• **Excerpt provided**
"""

While Mexicans crossing the border desperate to find work, are being increasingly ambushed and murdered by US government agents and vigilantes alike, quite a different, weirdly 'idyllic' and 'border'line offensive perspective has cropped up in a new documentary, Cowboy Del Amor. US based Israeli filmmaker Michele Ohayon decided to tag along after New Mexico border town ranch owner turned professional matchmaker Ivan Thompson, who has hailed himself 'Cowboy Cupid,' as he places classified ads for aging US males in Mexican newspapers. Men who make it clear that they're seeking docile alternatives to American women. Conjugal imperialism?

One would ordinarily anticipate the crafting of a sinister satire here. But Ohayon is dead serious and overidentified with Cowboy Cupid's boastful, often smirking posturing, and there's simply a failure of any filmmaker objective and critical stance, to say the least. A camera in the hand of a director should be more than just a piece of surveillance equipment.

"""

• **Required tasks**
• a. Copy the passage of the review that begins with the words "One would ordinarily" and ends with "of surveillance equipment.".
• b. List every word or phrase that the review sets off in single quotation marks.

[Natural-language object grounding data]
"""

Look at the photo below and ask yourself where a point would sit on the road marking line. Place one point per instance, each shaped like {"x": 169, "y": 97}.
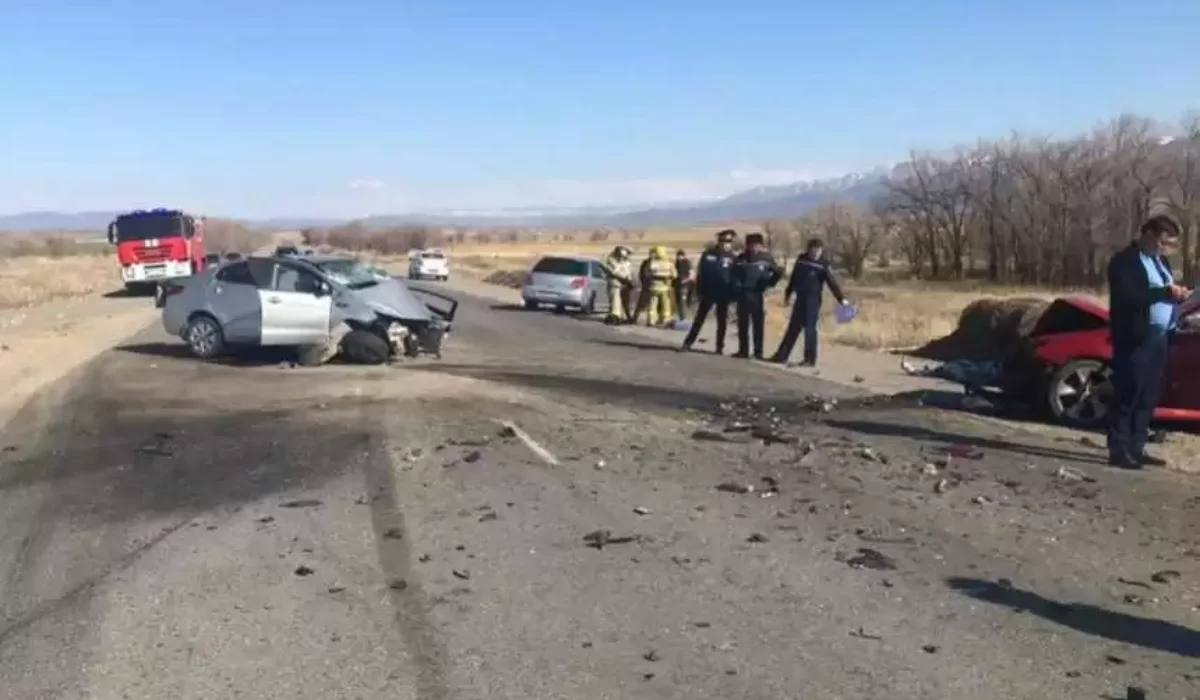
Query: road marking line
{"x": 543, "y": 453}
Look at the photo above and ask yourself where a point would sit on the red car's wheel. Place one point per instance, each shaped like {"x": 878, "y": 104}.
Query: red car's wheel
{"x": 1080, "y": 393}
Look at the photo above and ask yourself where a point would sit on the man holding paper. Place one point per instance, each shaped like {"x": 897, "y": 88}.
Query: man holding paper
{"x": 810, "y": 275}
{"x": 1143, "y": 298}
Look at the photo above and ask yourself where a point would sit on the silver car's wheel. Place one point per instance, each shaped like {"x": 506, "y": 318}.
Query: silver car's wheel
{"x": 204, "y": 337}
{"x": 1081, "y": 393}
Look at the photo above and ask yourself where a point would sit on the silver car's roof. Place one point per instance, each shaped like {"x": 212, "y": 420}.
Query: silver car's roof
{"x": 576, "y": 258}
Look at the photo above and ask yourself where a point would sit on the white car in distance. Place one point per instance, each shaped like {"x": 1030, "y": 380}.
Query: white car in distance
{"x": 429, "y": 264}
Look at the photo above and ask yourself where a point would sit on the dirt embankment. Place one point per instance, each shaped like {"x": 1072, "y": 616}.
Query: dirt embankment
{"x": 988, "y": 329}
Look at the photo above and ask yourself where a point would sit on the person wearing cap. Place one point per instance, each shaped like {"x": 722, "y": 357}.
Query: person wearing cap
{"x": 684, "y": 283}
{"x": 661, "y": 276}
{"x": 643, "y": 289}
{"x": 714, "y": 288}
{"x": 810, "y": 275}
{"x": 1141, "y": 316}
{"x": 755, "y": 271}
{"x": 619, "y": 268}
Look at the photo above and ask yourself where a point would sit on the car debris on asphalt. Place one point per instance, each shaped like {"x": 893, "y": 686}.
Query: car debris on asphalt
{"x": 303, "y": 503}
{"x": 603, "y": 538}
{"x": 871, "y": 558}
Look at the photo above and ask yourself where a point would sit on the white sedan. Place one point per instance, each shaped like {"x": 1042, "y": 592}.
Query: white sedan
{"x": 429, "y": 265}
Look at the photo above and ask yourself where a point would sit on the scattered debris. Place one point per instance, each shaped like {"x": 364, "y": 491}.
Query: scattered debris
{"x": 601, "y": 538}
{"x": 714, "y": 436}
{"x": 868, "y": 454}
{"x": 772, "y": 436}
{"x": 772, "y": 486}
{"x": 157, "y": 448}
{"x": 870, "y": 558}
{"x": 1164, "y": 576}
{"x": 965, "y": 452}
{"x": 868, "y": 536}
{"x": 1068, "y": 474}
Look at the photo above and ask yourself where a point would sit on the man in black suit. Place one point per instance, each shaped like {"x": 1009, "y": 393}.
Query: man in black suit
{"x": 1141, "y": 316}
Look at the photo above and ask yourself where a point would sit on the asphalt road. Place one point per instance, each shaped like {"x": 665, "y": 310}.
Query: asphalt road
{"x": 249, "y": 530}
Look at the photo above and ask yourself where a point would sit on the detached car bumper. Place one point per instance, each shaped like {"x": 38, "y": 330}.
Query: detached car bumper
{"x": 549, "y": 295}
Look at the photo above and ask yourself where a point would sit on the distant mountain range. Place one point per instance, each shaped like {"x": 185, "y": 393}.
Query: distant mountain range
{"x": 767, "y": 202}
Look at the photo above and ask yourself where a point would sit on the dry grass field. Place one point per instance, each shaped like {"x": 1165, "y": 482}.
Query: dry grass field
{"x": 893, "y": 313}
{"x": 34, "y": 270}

"""

• **Answers for the exercise**
• a.
One would ordinarily anticipate the crafting of a sinister satire here. But Ohayon is dead serious and overidentified with Cowboy Cupid's boastful, often smirking posturing, and there's simply a failure of any filmmaker objective and critical stance, to say the least. A camera in the hand of a director should be more than just a piece of surveillance equipment.

• b.
- idyllic
- border (in "'border'line")
- Cowboy Cupid